-- Work item --
Keeping every word in place, write out the entries that come next.

(Stored data)
----
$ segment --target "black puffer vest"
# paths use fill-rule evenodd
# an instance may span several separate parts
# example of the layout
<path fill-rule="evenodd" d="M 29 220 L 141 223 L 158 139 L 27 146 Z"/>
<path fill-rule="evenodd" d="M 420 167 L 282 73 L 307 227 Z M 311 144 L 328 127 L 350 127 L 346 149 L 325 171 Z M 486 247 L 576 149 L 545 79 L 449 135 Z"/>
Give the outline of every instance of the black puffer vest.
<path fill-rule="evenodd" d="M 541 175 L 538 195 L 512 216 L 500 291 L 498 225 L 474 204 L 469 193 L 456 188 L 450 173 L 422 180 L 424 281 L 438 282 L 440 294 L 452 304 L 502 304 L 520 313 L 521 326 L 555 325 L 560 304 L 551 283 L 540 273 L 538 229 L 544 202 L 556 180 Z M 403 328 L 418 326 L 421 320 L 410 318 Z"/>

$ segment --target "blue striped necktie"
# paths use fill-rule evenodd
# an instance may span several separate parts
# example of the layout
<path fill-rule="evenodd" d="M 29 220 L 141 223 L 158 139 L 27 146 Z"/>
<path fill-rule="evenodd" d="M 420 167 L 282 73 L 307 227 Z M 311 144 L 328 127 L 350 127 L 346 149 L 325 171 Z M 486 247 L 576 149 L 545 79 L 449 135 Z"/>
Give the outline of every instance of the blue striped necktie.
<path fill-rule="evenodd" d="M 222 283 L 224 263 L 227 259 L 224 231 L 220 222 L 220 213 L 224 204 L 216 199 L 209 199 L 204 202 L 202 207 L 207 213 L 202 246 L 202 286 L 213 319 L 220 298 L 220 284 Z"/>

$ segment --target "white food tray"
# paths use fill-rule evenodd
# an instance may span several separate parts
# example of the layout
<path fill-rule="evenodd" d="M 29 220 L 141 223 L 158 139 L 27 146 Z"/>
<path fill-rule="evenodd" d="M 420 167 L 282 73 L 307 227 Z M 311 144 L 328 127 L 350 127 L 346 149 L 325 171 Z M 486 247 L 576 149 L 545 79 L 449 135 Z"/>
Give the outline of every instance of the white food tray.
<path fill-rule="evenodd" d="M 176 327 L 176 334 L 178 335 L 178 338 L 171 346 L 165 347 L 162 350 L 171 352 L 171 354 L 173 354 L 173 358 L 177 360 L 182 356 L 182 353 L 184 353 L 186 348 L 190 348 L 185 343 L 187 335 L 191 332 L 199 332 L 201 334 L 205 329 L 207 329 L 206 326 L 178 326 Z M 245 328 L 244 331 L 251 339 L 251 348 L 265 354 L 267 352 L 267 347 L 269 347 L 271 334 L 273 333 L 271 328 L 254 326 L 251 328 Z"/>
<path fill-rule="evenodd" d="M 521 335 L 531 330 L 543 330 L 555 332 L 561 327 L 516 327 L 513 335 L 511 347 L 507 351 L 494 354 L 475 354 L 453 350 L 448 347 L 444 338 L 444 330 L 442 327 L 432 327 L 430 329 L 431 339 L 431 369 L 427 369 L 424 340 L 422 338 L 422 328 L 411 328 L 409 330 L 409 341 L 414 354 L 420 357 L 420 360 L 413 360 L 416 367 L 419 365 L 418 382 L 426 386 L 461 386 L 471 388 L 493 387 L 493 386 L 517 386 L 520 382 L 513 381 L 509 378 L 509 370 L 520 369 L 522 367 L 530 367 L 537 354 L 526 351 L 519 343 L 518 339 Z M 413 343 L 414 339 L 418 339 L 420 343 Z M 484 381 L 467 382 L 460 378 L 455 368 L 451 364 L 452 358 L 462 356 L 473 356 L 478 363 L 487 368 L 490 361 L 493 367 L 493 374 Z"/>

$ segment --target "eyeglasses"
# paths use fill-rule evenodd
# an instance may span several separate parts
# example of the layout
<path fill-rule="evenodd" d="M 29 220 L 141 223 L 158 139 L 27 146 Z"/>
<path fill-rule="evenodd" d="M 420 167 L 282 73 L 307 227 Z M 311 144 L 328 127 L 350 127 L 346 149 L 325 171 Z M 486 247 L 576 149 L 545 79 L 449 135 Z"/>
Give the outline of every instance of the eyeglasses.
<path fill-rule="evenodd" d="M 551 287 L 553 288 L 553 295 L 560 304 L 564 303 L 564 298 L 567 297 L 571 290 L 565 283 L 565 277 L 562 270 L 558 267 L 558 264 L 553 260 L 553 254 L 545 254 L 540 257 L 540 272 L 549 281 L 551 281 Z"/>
----
-- Your response --
$ segment --target "black puffer vest"
# paths use fill-rule evenodd
# an instance may span several separate parts
# example of the layout
<path fill-rule="evenodd" d="M 29 220 L 141 223 L 158 139 L 27 146 Z"/>
<path fill-rule="evenodd" d="M 420 167 L 282 73 L 307 227 Z M 311 144 L 328 127 L 350 127 L 346 149 L 325 171 Z M 486 247 L 576 149 L 545 79 L 449 135 Z"/>
Give the outline of every instance of the black puffer vest.
<path fill-rule="evenodd" d="M 541 175 L 538 195 L 512 216 L 500 291 L 498 225 L 474 204 L 469 193 L 456 188 L 450 173 L 422 180 L 424 281 L 438 282 L 440 294 L 452 304 L 502 304 L 520 313 L 521 326 L 555 325 L 560 304 L 551 283 L 540 273 L 538 229 L 544 202 L 556 180 Z M 403 328 L 418 326 L 421 320 L 410 318 Z"/>

$ segment --target "blue striped necktie"
# paths use fill-rule evenodd
# an instance may span several separate parts
# example of the layout
<path fill-rule="evenodd" d="M 29 220 L 141 223 L 158 139 L 27 146 Z"/>
<path fill-rule="evenodd" d="M 420 167 L 282 73 L 307 227 Z M 311 144 L 328 127 L 350 127 L 346 149 L 325 171 Z M 486 247 L 576 149 L 545 79 L 449 135 Z"/>
Give the outline of every instance of the blue striped necktie.
<path fill-rule="evenodd" d="M 222 283 L 224 263 L 227 259 L 224 231 L 220 222 L 220 213 L 224 204 L 216 199 L 209 199 L 204 202 L 202 207 L 207 213 L 202 246 L 202 286 L 213 319 L 220 298 L 220 284 Z"/>

$ segment --target "white food tray"
# paths use fill-rule evenodd
# an instance may span several separate parts
# example of the layout
<path fill-rule="evenodd" d="M 29 220 L 141 223 L 158 139 L 27 146 Z"/>
<path fill-rule="evenodd" d="M 420 167 L 282 73 L 307 227 Z M 311 144 L 328 127 L 350 127 L 346 149 L 325 171 Z M 486 247 L 576 149 L 545 79 L 449 135 Z"/>
Give the outline of every instance of the white food tray.
<path fill-rule="evenodd" d="M 176 327 L 176 334 L 178 335 L 178 338 L 171 346 L 165 347 L 162 350 L 171 352 L 171 354 L 173 354 L 173 358 L 177 360 L 182 356 L 182 353 L 184 353 L 186 348 L 190 348 L 185 343 L 187 335 L 191 332 L 199 332 L 201 334 L 205 329 L 207 329 L 206 326 L 178 326 Z M 245 328 L 244 331 L 251 339 L 251 348 L 265 354 L 267 352 L 267 347 L 269 347 L 271 334 L 273 333 L 271 328 L 254 326 L 251 328 Z"/>
<path fill-rule="evenodd" d="M 521 335 L 531 330 L 543 330 L 555 332 L 561 327 L 516 327 L 513 335 L 511 347 L 507 351 L 494 354 L 475 354 L 453 350 L 448 347 L 444 338 L 444 330 L 442 327 L 432 327 L 430 329 L 431 339 L 431 369 L 427 369 L 424 340 L 422 338 L 422 328 L 411 328 L 409 330 L 409 341 L 414 354 L 420 357 L 420 360 L 413 360 L 416 367 L 419 365 L 418 382 L 426 386 L 461 386 L 471 388 L 493 387 L 493 386 L 517 386 L 520 382 L 513 381 L 509 378 L 509 370 L 520 369 L 522 367 L 530 367 L 537 354 L 526 351 L 519 343 L 518 339 Z M 413 343 L 414 339 L 418 339 L 420 343 Z M 484 381 L 467 382 L 460 378 L 455 368 L 451 364 L 452 358 L 462 356 L 473 356 L 478 363 L 487 368 L 490 361 L 493 367 L 493 374 Z"/>

$ segment --target "eyeglasses"
# paths use fill-rule evenodd
# an instance may span several separate parts
# example of the layout
<path fill-rule="evenodd" d="M 29 220 L 141 223 L 158 139 L 27 146 Z"/>
<path fill-rule="evenodd" d="M 420 167 L 282 73 L 307 227 Z M 311 144 L 328 127 L 350 127 L 346 149 L 325 171 Z M 486 247 L 576 149 L 545 79 L 449 135 Z"/>
Give the outline of every instance of the eyeglasses.
<path fill-rule="evenodd" d="M 551 287 L 553 288 L 553 295 L 560 304 L 564 303 L 564 298 L 567 297 L 571 290 L 565 283 L 565 277 L 562 270 L 558 267 L 558 264 L 553 260 L 553 254 L 545 254 L 540 257 L 540 272 L 549 281 L 551 281 Z"/>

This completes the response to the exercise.